Supplied entries —
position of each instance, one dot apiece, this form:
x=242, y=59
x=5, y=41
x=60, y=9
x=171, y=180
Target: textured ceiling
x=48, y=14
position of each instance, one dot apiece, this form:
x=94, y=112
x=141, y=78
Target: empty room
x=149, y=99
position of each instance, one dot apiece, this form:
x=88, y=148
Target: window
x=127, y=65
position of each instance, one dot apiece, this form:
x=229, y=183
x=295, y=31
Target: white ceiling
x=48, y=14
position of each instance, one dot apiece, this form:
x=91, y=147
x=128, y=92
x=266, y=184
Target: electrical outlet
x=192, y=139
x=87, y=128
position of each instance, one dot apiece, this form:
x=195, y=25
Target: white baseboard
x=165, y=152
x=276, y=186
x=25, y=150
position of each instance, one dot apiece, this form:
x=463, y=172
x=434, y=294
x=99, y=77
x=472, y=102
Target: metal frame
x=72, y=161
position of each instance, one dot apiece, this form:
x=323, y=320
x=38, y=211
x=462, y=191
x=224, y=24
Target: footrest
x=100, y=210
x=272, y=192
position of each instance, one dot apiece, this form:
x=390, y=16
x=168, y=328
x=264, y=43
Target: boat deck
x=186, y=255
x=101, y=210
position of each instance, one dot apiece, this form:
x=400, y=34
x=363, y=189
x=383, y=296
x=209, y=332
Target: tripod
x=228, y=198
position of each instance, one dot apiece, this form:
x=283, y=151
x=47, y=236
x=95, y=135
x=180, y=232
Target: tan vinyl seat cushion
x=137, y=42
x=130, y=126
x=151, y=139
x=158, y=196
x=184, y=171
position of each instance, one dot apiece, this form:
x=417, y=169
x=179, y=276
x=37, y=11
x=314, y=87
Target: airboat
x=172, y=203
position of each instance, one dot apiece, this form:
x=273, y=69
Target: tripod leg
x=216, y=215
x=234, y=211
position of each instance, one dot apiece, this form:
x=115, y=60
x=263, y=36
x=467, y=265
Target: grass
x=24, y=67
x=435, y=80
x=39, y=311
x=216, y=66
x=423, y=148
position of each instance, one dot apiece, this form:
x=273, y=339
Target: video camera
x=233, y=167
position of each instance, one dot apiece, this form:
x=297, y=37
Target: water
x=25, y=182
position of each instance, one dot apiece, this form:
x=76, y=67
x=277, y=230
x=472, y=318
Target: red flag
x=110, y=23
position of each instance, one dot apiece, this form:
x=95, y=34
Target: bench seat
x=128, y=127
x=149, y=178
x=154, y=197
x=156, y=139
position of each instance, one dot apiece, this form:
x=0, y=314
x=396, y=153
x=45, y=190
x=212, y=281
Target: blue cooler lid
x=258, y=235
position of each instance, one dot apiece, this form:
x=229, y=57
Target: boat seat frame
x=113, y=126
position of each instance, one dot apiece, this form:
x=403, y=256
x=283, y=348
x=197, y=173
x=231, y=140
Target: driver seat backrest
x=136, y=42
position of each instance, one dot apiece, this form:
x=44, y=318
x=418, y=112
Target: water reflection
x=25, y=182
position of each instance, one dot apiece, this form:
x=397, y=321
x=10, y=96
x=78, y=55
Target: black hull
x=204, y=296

Task prompt —
Recast the lines above as a JSON list of strings, one string per line and no blank lines, beginning with the very first line and ending with the line that contains "x=101, y=210", inclusive.

Task output —
[
  "position of each instance, one dot apiece, this form:",
  "x=242, y=59",
  "x=5, y=41",
  "x=60, y=9",
  "x=171, y=180",
  "Target: textured ceiling",
  "x=48, y=14",
  "position of each instance, one dot apiece, this form:",
  "x=94, y=112",
  "x=141, y=78",
  "Target: empty room",
  "x=149, y=99",
  "position of each instance, one dot apiece, this form:",
  "x=88, y=148",
  "Target: window",
  "x=127, y=65",
  "position of each instance, one dot apiece, this form:",
  "x=229, y=183",
  "x=295, y=31",
  "Target: white ceiling",
  "x=48, y=14",
  "position of each instance, one dot apiece, this form:",
  "x=91, y=147",
  "x=128, y=92",
  "x=266, y=184",
  "Target: electrical outlet",
  "x=192, y=139",
  "x=87, y=128",
  "position of each instance, one dot apiece, this form:",
  "x=195, y=25",
  "Target: white baseboard",
  "x=165, y=152",
  "x=276, y=186",
  "x=25, y=150",
  "position of each instance, one dot apiece, this form:",
  "x=463, y=172",
  "x=434, y=294",
  "x=99, y=77",
  "x=472, y=102",
  "Target: metal frame",
  "x=72, y=161",
  "position of each instance, one dot apiece, this form:",
  "x=323, y=320",
  "x=38, y=211",
  "x=462, y=191",
  "x=224, y=24",
  "Target: footrest",
  "x=100, y=210",
  "x=272, y=192",
  "position of each instance, one dot apiece, this form:",
  "x=390, y=16",
  "x=168, y=328",
  "x=264, y=43",
  "Target: boat deck",
  "x=186, y=255",
  "x=101, y=210"
]